** begin SUPPLIED RECORDS **

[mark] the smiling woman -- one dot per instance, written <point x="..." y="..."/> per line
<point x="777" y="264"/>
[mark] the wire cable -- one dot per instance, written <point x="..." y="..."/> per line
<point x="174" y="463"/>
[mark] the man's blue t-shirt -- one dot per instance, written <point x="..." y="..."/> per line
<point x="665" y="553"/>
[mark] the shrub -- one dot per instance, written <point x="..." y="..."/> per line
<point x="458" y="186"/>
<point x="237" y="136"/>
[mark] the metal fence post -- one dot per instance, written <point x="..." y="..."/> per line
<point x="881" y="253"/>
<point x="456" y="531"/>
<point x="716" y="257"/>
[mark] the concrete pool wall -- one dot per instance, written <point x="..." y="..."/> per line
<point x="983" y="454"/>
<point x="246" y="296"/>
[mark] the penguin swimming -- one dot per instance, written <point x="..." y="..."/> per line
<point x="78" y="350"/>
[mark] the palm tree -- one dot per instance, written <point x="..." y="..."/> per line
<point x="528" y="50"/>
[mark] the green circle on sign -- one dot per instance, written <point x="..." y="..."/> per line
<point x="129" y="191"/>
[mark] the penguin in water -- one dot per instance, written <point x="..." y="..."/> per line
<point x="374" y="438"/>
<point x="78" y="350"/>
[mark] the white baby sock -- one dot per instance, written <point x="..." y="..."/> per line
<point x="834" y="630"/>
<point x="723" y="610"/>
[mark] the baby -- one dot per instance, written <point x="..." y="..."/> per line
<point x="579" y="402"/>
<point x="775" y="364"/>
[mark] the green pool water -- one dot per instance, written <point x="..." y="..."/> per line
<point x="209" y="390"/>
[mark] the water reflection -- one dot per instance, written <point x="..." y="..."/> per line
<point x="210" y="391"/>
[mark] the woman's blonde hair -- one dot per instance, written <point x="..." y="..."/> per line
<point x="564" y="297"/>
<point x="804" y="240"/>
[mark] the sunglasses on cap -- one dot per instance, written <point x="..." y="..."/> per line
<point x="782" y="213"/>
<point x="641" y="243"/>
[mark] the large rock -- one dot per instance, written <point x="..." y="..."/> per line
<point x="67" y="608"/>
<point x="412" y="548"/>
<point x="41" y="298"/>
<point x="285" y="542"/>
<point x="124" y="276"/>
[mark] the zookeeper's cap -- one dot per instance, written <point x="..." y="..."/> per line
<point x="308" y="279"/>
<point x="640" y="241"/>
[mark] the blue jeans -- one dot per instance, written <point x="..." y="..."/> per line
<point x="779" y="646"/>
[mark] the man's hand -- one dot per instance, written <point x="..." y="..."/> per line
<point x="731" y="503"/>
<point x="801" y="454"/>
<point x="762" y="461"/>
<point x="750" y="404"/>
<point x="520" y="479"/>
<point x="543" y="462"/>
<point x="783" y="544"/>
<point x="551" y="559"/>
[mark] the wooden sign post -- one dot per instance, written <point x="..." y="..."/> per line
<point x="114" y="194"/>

** end SUPPLIED RECORDS **
** begin SUPPLIED RECORDS **

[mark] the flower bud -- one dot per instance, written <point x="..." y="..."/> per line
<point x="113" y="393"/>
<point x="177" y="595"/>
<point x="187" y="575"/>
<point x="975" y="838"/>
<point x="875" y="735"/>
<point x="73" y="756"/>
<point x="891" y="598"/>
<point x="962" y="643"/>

** end SUPPLIED RECORDS **
** begin SUPPLIED RECORDS **

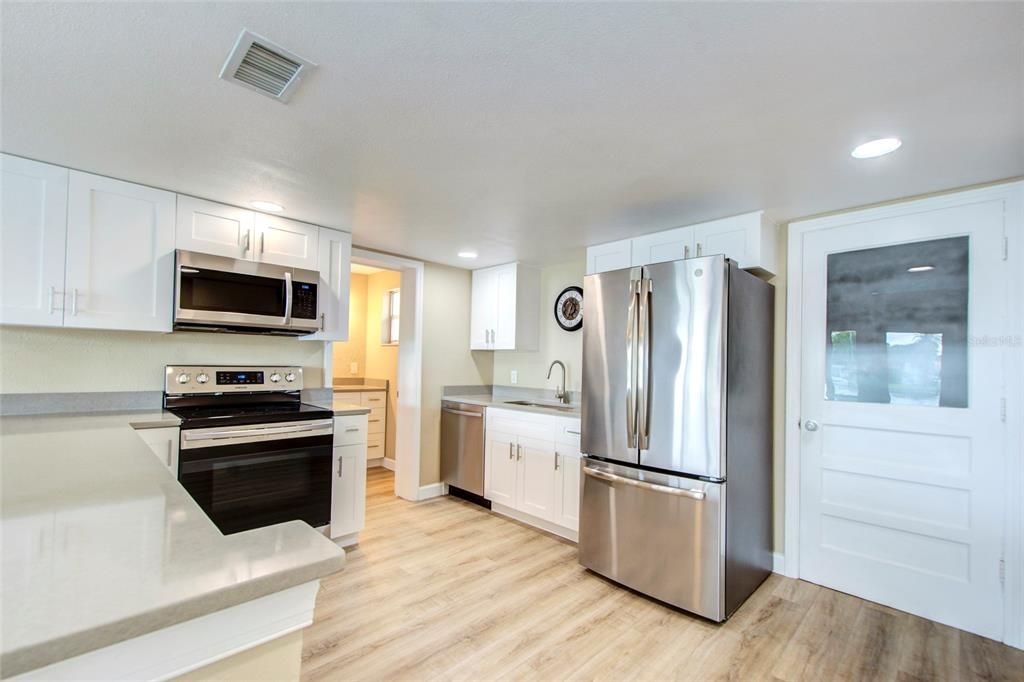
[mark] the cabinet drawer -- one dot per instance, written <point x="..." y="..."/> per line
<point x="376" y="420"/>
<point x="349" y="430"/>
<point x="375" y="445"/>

** end SUPPLIED RECORDS **

- _GOAL_
From the records, extract every line containing the word "water", matching its case exactly.

- _SOLUTION FOR THIS TASK_
[mark] the penguin in water -- one dot per instance, written <point x="..." y="..."/> per line
[mark] the green pool water -- one dot per instance, written <point x="..." y="..."/> per line
[mark] the water reflection -- one dot per instance, written <point x="..." y="..."/> per line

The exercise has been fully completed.